• QUOTED PASSAGE:
====

Saturday, February 22, 2014 @ 2/22/2014 02:57:00 PM

RECESS WEEK IS HERE! I have been waiting for you since forever where have you been my love?
I will be uploading congratulatory photos soon I think...

I have no idea why I'm so palpably happy because I have plenty of assignments due after this.

Things to do:

1. Film Studies essay. Must watch scene from "Notorious" again.
2. Watch the movie "Dead Again".
3. Catch up on Biz Law textbook.
4. Finish SE1101E project. Politics.
5. Catch up on Film Studies textbook.
6. Catch up on SC2204 lectures and notes.
7. Figure out the Biz Law project by hook or by crook. Google Lemon Law.

Things to attend:

1.3 hours long English Revision with China student on Monday.
2. Evening of Poetry and Music on Wednesday.
3. Audrey's Birthday!
4. 2hr30min lesson on Monday with another student.
5. Breakfast with Vivien Chua on Tuesday!!
6. Consultation and Group Project Meeting on Wednesday.

This is going to be one hell of a week!

Monday:

11-1pm: Do number 1. and 2. from "to-do" list.
2-4.30pm: Lessons with a kid.
6.30-930pm: In school for lessons.
Try and do number 4. at night.

Tuesday:

10am: Breakfast with Viv.
Do number 3. and bring home if unable to complete reading.

====

• TASKS:
1. From the recess week post, extract everything from "4. Finish SE1101E" down to "Music on Wednesday.", word for word.
2. Write a continuation of the recess week post that picks up after its final line.

====

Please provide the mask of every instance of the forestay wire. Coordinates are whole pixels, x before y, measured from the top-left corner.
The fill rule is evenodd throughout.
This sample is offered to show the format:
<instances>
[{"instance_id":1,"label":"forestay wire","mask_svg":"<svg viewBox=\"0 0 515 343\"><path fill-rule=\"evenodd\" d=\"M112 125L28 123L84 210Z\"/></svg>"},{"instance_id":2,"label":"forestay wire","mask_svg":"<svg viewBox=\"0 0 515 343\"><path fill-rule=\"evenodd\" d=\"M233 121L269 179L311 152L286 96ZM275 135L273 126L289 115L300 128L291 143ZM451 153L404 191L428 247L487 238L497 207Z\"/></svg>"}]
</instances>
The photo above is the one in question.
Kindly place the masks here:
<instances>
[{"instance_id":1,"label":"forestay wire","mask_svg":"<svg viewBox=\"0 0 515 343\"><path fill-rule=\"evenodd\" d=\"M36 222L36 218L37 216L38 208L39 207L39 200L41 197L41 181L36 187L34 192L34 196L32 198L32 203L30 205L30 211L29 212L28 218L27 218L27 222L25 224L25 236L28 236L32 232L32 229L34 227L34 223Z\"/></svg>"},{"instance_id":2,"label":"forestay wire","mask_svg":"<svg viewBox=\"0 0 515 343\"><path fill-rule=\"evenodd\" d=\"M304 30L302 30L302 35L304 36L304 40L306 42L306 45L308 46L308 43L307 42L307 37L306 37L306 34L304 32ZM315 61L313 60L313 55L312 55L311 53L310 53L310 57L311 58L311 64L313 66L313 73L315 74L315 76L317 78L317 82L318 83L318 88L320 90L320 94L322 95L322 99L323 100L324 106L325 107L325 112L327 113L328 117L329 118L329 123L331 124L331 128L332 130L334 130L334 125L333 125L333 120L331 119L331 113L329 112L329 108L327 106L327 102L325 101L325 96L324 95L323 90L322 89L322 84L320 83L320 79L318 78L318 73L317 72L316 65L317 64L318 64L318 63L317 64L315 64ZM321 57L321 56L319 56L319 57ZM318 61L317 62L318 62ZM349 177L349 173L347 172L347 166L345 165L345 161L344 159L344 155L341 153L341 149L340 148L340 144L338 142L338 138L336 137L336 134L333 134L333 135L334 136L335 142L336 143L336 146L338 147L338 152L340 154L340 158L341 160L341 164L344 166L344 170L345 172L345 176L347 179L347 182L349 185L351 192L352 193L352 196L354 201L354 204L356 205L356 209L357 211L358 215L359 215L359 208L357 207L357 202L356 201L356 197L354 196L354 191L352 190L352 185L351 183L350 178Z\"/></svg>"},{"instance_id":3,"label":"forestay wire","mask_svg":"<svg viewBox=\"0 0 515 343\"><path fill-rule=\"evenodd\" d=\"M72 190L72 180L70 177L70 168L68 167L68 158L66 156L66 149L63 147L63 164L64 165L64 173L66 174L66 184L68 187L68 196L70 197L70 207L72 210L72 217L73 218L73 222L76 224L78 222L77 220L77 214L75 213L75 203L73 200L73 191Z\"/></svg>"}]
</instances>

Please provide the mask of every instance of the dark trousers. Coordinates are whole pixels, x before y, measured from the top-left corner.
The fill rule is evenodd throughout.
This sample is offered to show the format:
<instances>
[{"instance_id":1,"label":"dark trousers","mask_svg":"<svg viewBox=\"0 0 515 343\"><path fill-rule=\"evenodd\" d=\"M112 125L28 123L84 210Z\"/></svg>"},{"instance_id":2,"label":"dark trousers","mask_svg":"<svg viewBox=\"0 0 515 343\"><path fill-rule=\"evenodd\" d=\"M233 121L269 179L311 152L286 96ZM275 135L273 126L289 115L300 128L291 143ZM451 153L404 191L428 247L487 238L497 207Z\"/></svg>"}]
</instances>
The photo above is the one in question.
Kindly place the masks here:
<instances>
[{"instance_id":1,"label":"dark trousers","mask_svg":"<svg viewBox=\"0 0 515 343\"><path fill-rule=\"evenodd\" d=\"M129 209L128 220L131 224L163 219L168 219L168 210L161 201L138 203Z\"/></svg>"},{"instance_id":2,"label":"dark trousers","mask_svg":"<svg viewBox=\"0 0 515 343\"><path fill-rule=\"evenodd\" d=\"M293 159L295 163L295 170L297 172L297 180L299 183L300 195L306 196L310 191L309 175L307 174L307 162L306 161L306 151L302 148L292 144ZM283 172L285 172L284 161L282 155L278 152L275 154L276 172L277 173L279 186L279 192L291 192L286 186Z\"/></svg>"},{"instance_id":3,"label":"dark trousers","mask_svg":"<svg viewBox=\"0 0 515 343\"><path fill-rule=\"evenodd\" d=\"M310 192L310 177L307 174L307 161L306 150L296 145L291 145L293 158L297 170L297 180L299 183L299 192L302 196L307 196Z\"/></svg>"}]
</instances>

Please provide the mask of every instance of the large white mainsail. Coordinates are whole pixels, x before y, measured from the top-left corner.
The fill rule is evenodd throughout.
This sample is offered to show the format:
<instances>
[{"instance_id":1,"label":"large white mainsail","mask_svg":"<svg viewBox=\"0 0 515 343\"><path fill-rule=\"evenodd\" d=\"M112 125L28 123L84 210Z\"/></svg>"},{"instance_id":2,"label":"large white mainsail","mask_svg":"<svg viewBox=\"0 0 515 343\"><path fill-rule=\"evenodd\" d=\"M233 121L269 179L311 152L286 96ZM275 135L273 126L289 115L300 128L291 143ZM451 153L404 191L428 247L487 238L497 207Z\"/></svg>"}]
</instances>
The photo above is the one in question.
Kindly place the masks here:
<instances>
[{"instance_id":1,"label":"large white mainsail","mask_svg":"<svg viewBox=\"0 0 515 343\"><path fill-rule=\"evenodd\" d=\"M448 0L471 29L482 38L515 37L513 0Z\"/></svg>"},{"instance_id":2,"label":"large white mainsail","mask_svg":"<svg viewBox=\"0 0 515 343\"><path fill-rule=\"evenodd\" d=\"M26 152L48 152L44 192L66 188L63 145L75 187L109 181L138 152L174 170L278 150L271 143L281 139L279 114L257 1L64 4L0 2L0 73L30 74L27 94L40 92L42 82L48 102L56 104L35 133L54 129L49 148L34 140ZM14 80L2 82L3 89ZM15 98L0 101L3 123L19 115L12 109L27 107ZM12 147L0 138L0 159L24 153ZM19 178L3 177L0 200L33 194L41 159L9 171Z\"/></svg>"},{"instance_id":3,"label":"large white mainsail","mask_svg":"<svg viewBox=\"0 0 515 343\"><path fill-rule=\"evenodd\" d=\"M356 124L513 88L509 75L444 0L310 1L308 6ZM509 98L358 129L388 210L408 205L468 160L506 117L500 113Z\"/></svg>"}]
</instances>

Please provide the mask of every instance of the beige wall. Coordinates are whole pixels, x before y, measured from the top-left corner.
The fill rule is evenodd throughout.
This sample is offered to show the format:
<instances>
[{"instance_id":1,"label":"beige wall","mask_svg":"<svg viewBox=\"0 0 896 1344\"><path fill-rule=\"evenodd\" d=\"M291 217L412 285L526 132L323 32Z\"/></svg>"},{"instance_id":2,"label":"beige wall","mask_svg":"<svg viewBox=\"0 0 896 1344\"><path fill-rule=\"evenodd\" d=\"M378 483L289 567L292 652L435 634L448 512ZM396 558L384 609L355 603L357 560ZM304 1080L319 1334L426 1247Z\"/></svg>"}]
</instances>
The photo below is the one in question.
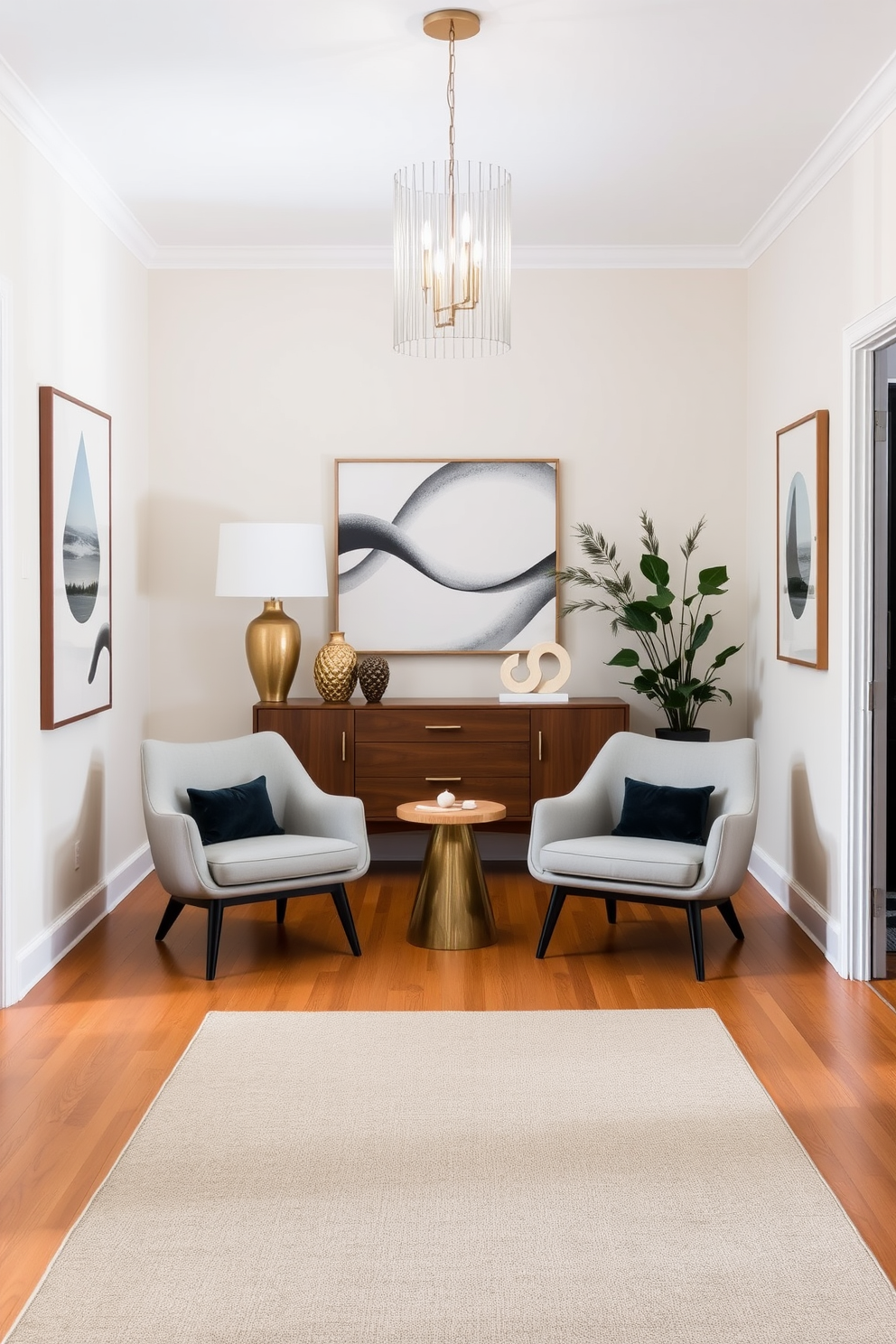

====

• EXERCISE RESPONSES:
1.
4. Finish SE1101E project. Politics.
5. Catch up on Film Studies textbook.
6. Catch up on SC2204 lectures and notes.
7. Figure out the Biz Law project by hook or by crook. Google Lemon Law.

Things to attend:

1.3 hours long English Revision with China student on Monday.
2. Evening of Poetry and Music on Wednesday.

2.
2.30-5pm lessons at home.

Wednesday:

Try and wake up early to complete 3.
2pm: Consult in school plus project group meeting.
7-9pm: Find someone to attend evening of poetry and music with me. (its free!)

Thursday& Friday:

Finish whatever that is incomplete on the rest of the list from 5-7 in an air-conditioned area- say Utown. I am hoping to casually bump into Cecilia Cheung there. LIKE WTF Audrey told me she's there!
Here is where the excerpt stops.